**Problems to work on**:
1. Answer these questions using the article on Winona LaDuke's talk:
(a) In what language did LaDuke greet her audience?
(b) What was the title of her talk?
(c) In which years did she run for vice president of the United States?
2. Copy the article on Winona LaDuke's talk word for word, from "Winona LaDuke speaks" to "language of Ojibwe.".
3. Write the next part of the article on Winona LaDuke's talk about culture and sustainability, picking up after its last sentence.

**Given passage**:
----------

Winona LaDuke speaks on culture and sustainability

Abby Schubach

Winona LaDuke, Native American activist of the White Earth Reservation in northern Minnesota, greeted her audience on the night of Tuesday, Nov. 1 in her native language of Ojibwe.

She began her talk, entitled “Creating a Multicultural Democracy: Religion, Culture and Identity in America,” by informing audience members that the Anishinaabe have just moved into the month of the “Freezing Over Moon.”

Before becoming the director of the environmental White Earth Land Recovery Project and Honor the Earth, she authored four novels and is currently working on her fifth. LaDuke, with degrees from both Harvard and Antioch Universities, ran for vice president of the United States in both 1996 and 2000 as the nominee of the United States Green Party, on a ticket headed by Ralph Nader.

----------

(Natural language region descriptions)

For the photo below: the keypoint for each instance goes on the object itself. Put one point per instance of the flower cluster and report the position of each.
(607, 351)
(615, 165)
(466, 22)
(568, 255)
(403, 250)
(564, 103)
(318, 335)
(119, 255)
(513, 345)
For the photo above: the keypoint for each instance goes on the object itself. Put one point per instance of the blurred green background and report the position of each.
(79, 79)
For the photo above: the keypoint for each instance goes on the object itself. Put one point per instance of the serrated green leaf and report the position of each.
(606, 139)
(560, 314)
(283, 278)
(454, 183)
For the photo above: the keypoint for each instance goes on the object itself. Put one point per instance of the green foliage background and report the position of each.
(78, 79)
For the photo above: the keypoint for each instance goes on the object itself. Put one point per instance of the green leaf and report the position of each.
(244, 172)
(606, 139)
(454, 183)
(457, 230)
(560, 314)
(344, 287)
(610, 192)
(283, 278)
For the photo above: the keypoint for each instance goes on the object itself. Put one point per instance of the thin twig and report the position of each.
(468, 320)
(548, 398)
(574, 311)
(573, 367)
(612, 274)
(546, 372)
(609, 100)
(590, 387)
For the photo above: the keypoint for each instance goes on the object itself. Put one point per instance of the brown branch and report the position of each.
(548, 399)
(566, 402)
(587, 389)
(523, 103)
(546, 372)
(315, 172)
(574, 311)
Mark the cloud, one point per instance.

----------

**Answers for each item**:
1.
(a) Ojibwe
(b) "Creating a Multicultural Democracy: Religion, Culture and Identity in America"
(c) 1996 and 2000

2.
Winona LaDuke speaks on culture and sustainability

Abby Schubach

Winona LaDuke, Native American activist of the White Earth Reservation in northern Minnesota, greeted her audience on the night of Tuesday, Nov. 1 in her native language of Ojibwe.

3.
LaDuke challenged her audience to consider a society that reflects a different worldview than one “based on emperors,” as exemplified by our naming of the calendar months and famed lands. She asserted that “[we] belong to the land, rather than the land belongs to [us].”

LaDuke continued to speak of the linearity of our economy, rather than the Native American ideal of a cyclical economy. If we keep producing toxic waste, she noted, we simply wont have any resources left.

“A society based on conquest cannot be sustained,” emphasized LaDuke.

She showed a slide depicting the magnitude at which a mine digs deep into the earth and declared that this land, according to the Anishinaabe perspective, is a child of the earth. The solution to this destruction has already been partly mapped out, LaDuke affirmed, by Native American culture.

Instead of quantifying success on the basis of Gross Domestic Product, Gross National Product and levels of consumption, as the federal government does, LaDuke suggested that we need to look for “access to natural resources, health, education levels and relationships.”

LaDuke has already worked to rebuild, or in her words, “souped up on steroids,” a used wind turbine from California that powers a school on her reservation. The skills to produce this sustainable equipment came from a retired war veteran with a master’s degree in engineering. Lawrence will soon be taking advantage of this technology with the wind turbine at Björklunden.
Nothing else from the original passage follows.